GIVEN TASK: Reproduce all of the items below verbatim, line for line, changing nothing.
▼
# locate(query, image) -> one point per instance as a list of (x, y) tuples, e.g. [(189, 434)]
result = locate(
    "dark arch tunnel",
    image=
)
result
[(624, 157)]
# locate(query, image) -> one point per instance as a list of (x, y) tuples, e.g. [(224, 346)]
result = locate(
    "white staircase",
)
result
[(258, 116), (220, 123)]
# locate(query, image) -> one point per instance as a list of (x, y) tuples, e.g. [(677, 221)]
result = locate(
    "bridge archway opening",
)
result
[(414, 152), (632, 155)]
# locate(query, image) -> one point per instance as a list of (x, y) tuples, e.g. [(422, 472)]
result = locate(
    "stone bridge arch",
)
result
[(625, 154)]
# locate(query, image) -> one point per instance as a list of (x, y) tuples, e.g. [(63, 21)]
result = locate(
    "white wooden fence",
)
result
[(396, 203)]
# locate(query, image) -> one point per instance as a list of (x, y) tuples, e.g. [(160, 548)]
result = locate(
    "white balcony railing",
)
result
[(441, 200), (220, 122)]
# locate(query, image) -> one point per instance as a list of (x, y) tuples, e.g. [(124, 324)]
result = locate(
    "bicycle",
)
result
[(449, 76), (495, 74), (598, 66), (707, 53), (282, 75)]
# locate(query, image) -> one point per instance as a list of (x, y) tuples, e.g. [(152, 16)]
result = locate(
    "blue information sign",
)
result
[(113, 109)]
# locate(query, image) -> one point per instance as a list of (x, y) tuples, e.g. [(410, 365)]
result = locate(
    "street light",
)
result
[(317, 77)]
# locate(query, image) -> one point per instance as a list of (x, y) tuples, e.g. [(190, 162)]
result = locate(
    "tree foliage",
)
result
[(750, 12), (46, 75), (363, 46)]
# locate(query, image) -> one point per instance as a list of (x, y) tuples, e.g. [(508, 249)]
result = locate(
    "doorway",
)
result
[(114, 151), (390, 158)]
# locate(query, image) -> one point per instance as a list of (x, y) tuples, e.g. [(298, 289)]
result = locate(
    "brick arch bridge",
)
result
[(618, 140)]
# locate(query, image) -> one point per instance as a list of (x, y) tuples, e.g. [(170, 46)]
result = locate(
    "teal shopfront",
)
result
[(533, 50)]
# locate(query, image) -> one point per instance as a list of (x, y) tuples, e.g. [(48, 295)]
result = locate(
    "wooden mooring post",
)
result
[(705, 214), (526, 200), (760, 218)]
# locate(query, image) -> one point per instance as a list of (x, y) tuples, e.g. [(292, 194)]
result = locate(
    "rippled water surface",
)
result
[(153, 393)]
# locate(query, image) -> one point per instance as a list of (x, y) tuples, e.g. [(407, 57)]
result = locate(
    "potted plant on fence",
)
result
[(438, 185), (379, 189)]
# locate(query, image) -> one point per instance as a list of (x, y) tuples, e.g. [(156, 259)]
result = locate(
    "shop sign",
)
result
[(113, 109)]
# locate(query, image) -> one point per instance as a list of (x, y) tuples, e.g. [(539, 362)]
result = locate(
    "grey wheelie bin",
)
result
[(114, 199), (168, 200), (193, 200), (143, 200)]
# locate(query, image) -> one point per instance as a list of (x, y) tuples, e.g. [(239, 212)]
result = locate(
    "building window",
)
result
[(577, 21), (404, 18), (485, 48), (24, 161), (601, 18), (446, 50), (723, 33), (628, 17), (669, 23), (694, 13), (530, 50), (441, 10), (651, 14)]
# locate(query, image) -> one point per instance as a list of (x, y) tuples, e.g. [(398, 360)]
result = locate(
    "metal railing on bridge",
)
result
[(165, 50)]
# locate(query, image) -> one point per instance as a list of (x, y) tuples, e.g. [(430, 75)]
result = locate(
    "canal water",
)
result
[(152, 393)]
▲
TASK RESPONSE:
# locate(query, image) -> one point per instance as a list of (x, y) tuples, e.g. [(189, 434)]
result = locate(
    "dark arch tunnel",
    image=
)
result
[(624, 157)]
# locate(query, image) -> one point per instance as a list of (x, y) tuples, e.g. [(224, 346)]
result = locate(
    "white staircase",
)
result
[(258, 116), (220, 123)]
# locate(query, image) -> one point per instance as a list of (x, y) tuples, e.g. [(677, 221)]
result = locate(
    "bridge archway opening",
)
result
[(414, 152), (632, 155)]
# locate(query, image) -> one point per instance as a list of (x, y) tuples, e.g. [(422, 472)]
result = locate(
    "stone bridge arch",
)
result
[(625, 154)]
# locate(query, image) -> one point per instance as a list of (x, y) tuples, e.g. [(63, 21)]
result = locate(
    "white wooden fence",
)
result
[(396, 203)]
# locate(query, image) -> one point per instance as a list of (x, y) tuples, e.g. [(160, 548)]
result = locate(
    "white balcony railing",
)
result
[(441, 200), (220, 122)]
# locate(query, image) -> one point per instance as a list of (x, y) tuples, e.g. [(124, 324)]
result = locate(
    "bicycle",
)
result
[(449, 76), (495, 74), (598, 66), (707, 53), (282, 75)]
# locate(query, image) -> one point per instance as a list of (x, y) tuples, e.g. [(152, 16)]
result = locate(
    "blue information sign",
)
result
[(113, 109)]
# locate(query, image) -> one point per instance as a list of (x, y) tuples, e.g. [(410, 365)]
result = locate(
    "street light",
)
result
[(317, 77)]
# locate(query, image) -> one point per instance as a list of (x, y) tuples, e.g. [(190, 162)]
result = locate(
    "tree foliage",
)
result
[(750, 12), (46, 75), (363, 46)]
# locate(query, image) -> one point per instance as a list of (x, y) tuples, e.g. [(508, 249)]
result = locate(
    "doorway",
)
result
[(114, 151), (390, 158)]
# locate(query, image) -> one point per instance as a list of (x, y) tuples, e.g. [(298, 289)]
result = locate(
    "brick arch bridge",
)
result
[(618, 140)]
# locate(query, image) -> one point per instance as a list of (x, y) tuples, e.g. [(170, 46)]
result = locate(
    "teal shopfront",
)
result
[(533, 50)]
# locate(query, image) -> one point per instance as a list of (x, y) tuples, e.g. [(48, 295)]
result = locate(
    "wooden mooring post",
)
result
[(705, 214), (526, 200), (760, 218)]
# locate(query, image) -> one point per instance as a list of (x, y) tuples, e.g. [(292, 194)]
result = locate(
    "rippled water surface",
)
result
[(153, 393)]
# locate(query, image) -> one point per instance as a list of (x, y) tuples, e.g. [(407, 57)]
result = locate(
    "potted plant on fence",
)
result
[(438, 185), (379, 189)]
# locate(query, image) -> one point per instance as a list of (x, y) tuples, e.g. [(156, 259)]
result = locate(
    "shop sign",
)
result
[(113, 109)]
# locate(query, image) -> one point per instance as a list of (x, y) tuples, e.g. [(539, 362)]
result = locate(
    "grey wheelie bin",
)
result
[(114, 199), (168, 200), (193, 200), (143, 200)]
# locate(query, image) -> one point per instance as a list of (x, y) tuples, e.g. [(239, 212)]
result = locate(
    "building window",
)
result
[(577, 21), (404, 18), (485, 48), (24, 161), (601, 18), (446, 50), (723, 33), (628, 17), (669, 23), (694, 13), (530, 50), (441, 10), (651, 14)]
# locate(query, image) -> one point per instance as a list of (x, y) tuples, e.g. [(398, 360)]
result = locate(
    "metal railing on bridge",
)
result
[(165, 50)]
# locate(query, image) -> one point per instance as a list of (x, y) tuples, e.g. [(430, 75)]
result = locate(
    "canal water",
)
result
[(152, 393)]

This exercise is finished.